### PROBLEMS TO WORK ON
A. In the detection entries, begin at the line that has "blade and give me its bounding box." and copy every line through the last entry, requests included. Scale each bounding-box coordinate by 1.95 and round it to a whole number, rounding halves up.
B. Extend the passage on life insurance past its final sentence.

### PASSAGE SHOWN
Stung by the market, advisers are abandoning variable life for more stable universal life products.

Life insurance, in
its many different forms, is a fundamental estate planning tool. A
well-structured life insurance policy, properly owned, can be used to solve a
variety of knotty estate planning problems from equalizing an estate to funding
buy-sell agreements among business partners.

Nearly everyone is
familiar with the most basic (and most popular) form of life insurance, known
as term life. But there are many “flavors” of life insurance. Two of the more
“sexy” varieties recently have fallen out of favor – variable universal life
and variable life. These policies carry an inherent equity risk, because their
cash value is invested in subaccounts similar to mutual funds. The stock
market’s recent poor performance has eaten up the cash value in many of these
variable policies, and forced policy holders to add more premium dollars.

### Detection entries

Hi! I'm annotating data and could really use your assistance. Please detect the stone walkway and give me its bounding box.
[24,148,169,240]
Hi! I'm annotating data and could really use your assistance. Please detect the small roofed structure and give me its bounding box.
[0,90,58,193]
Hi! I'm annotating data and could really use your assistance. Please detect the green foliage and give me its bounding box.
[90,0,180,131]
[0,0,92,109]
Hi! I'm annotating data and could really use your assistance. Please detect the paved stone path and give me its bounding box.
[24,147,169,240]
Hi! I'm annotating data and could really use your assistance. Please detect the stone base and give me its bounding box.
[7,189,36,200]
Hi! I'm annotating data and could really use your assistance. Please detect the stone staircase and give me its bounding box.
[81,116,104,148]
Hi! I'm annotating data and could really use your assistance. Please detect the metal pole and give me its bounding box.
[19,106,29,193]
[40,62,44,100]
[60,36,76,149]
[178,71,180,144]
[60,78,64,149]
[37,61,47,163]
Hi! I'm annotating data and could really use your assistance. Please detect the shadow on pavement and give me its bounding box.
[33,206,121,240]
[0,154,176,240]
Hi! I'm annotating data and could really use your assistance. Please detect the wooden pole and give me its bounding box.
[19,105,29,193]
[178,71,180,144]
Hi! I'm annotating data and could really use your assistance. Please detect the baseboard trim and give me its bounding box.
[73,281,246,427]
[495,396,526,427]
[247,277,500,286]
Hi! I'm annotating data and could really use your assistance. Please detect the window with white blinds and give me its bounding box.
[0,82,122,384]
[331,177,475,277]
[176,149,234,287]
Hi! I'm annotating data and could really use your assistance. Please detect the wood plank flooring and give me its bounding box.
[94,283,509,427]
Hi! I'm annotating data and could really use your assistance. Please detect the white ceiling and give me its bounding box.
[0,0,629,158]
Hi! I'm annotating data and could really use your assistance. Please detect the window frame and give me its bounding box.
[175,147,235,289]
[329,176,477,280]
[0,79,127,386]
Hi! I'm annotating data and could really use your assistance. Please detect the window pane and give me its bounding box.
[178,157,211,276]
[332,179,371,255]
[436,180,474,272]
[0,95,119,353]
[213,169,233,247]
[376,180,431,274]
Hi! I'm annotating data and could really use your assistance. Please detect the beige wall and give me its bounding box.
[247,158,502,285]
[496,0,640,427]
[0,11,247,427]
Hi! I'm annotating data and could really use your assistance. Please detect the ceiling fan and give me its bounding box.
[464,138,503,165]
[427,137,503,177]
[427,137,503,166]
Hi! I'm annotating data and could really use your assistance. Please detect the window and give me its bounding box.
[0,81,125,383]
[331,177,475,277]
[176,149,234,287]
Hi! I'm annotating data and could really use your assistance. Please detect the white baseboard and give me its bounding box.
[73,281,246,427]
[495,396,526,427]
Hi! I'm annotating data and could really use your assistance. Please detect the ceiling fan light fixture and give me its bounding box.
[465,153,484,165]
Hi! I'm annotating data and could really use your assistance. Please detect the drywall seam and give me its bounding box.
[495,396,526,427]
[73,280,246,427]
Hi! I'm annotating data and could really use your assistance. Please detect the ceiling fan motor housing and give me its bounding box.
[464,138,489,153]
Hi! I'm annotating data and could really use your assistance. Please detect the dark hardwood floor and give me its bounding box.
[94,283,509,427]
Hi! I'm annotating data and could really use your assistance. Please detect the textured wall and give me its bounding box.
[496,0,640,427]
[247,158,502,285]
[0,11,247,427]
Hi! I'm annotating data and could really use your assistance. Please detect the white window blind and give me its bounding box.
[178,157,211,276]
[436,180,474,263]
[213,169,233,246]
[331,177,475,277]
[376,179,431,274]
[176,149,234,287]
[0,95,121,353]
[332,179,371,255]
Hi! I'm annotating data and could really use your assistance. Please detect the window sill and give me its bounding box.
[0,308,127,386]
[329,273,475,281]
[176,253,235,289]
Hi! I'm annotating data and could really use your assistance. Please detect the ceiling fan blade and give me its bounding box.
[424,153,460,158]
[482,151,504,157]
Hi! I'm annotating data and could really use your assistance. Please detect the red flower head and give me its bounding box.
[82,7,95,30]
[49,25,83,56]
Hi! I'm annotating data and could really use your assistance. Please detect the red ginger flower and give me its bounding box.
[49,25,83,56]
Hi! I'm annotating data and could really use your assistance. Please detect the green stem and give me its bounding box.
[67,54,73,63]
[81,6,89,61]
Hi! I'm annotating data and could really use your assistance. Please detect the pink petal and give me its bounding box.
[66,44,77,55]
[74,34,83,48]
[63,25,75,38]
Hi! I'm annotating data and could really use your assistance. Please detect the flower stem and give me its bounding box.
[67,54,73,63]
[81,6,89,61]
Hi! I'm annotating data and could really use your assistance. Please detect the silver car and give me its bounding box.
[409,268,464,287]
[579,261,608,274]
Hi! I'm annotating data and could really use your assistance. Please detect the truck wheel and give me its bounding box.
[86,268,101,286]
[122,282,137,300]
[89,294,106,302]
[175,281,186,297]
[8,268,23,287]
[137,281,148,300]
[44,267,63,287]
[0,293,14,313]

### TASK ANSWERS
A.
Hi! I'm annotating data and could really use your assistance. Please detect the ceiling fan blade and give me its bounding box.
[827,298,897,308]
[940,294,983,306]
Hi! I'm annotating data and could really use your assistance. Please detect the red flower head and give me its bounding box.
[160,14,185,59]
[96,49,162,109]
Hi! I'm annotating data and could really use your assistance. Please detect the red ginger flower and give me its bounding box.
[96,49,162,109]
Hi! I'm annotating data and could really use your assistance. Please detect the green stem and give me its bounding box.
[131,105,142,123]
[158,12,174,119]
Hi! I'm annotating data and could really use your assistance. Please detect the pink petal and give me its bounding box.
[129,86,150,107]
[144,66,162,94]
[123,49,146,74]
Hi! I'm annotating data and could really use your assistance. Please detect the flower stem and give me its bounding box.
[131,105,142,123]
[158,12,174,119]
Hi! I'm annotating data and could really use your assistance. Please detect the silver car and give me its bounding box.
[798,523,905,560]
[1129,509,1186,534]
Hi! I'm annotating data and could really use your assistance. Please detect the truck wheel and give me its bounding box.
[168,523,197,558]
[238,550,267,585]
[174,573,207,589]
[341,548,363,579]
[16,523,45,560]
[267,548,289,585]
[86,521,123,560]
[0,571,27,610]

B.
If you have a
variable life insurance policy, you may want to read more about them in a
recent article in Investment News (A Flight to
Safety
).

According to this
article, many financial and insurance professionals are now recommending universal
life, with its guaranteed rate of return. In fact, when InvestmentNews polled
484 advisors, they found that 25 percent said they are now recommending
universal life to their clients … however, fully 50 percent said term life
insurance is among their most-recommended products.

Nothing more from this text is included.